[Start of Input material]
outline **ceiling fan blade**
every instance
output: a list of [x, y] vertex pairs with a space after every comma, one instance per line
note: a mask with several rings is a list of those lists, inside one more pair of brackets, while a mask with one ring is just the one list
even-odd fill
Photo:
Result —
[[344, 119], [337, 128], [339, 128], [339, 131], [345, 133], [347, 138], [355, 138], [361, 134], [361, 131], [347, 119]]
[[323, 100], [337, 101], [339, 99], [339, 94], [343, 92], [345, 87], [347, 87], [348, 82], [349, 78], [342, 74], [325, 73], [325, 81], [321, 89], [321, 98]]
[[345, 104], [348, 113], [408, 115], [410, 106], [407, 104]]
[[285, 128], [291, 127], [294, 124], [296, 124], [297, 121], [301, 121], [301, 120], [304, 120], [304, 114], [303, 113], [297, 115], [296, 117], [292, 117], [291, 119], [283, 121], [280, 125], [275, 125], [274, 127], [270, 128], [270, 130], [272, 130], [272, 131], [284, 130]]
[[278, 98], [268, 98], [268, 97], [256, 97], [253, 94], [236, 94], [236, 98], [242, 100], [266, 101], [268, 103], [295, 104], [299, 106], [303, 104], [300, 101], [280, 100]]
[End of Input material]
[Start of Input material]
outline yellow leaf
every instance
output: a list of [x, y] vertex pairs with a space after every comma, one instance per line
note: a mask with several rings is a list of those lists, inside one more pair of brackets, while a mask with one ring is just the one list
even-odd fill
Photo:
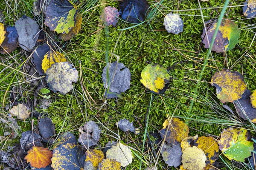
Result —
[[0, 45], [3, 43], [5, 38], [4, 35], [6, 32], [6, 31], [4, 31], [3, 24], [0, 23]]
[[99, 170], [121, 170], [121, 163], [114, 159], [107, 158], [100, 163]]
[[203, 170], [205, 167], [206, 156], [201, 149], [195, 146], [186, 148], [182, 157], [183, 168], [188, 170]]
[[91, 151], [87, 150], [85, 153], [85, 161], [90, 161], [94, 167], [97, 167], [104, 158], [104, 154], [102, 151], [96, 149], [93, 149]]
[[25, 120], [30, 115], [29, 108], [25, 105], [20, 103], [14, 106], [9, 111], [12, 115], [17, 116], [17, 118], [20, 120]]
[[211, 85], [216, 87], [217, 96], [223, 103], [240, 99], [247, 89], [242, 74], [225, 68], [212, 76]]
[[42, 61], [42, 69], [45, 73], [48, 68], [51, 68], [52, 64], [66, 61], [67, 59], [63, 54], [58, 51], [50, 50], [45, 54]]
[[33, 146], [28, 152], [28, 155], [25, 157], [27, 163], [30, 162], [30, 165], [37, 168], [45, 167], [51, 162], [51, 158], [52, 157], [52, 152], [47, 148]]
[End of Input material]
• _Goal_
Rewrite the items from the line with "outline yellow leaf" to the line with "68], [212, 76]]", requests included, and offset every vertex coordinate in the answers by adding 85. Leave the pictures out.

• _Solution below_
outline yellow leaf
every instance
output: a list of [x, y] vertex pairs with a space after every comma, one instance per line
note: a mask with several rings is a list of those lists, inside one more pair of brackets, while a mask with one ring is just the one list
even-odd fill
Photo:
Result —
[[85, 130], [88, 128], [90, 123], [89, 120], [91, 117], [91, 116], [89, 116], [88, 109], [85, 108]]
[[184, 255], [206, 255], [206, 248], [199, 244], [192, 243], [185, 248]]
[[288, 255], [290, 252], [291, 241], [286, 234], [280, 231], [271, 233], [267, 242], [268, 253], [273, 255]]
[[176, 236], [172, 235], [170, 238], [170, 246], [175, 246], [179, 252], [182, 252], [189, 243], [189, 239], [187, 236], [181, 234], [178, 234]]
[[110, 205], [115, 200], [114, 193], [110, 190], [105, 188], [99, 191], [94, 196], [97, 200], [102, 201], [102, 203], [105, 205]]
[[296, 170], [301, 172], [302, 181], [308, 188], [325, 184], [332, 174], [327, 159], [310, 153], [297, 161]]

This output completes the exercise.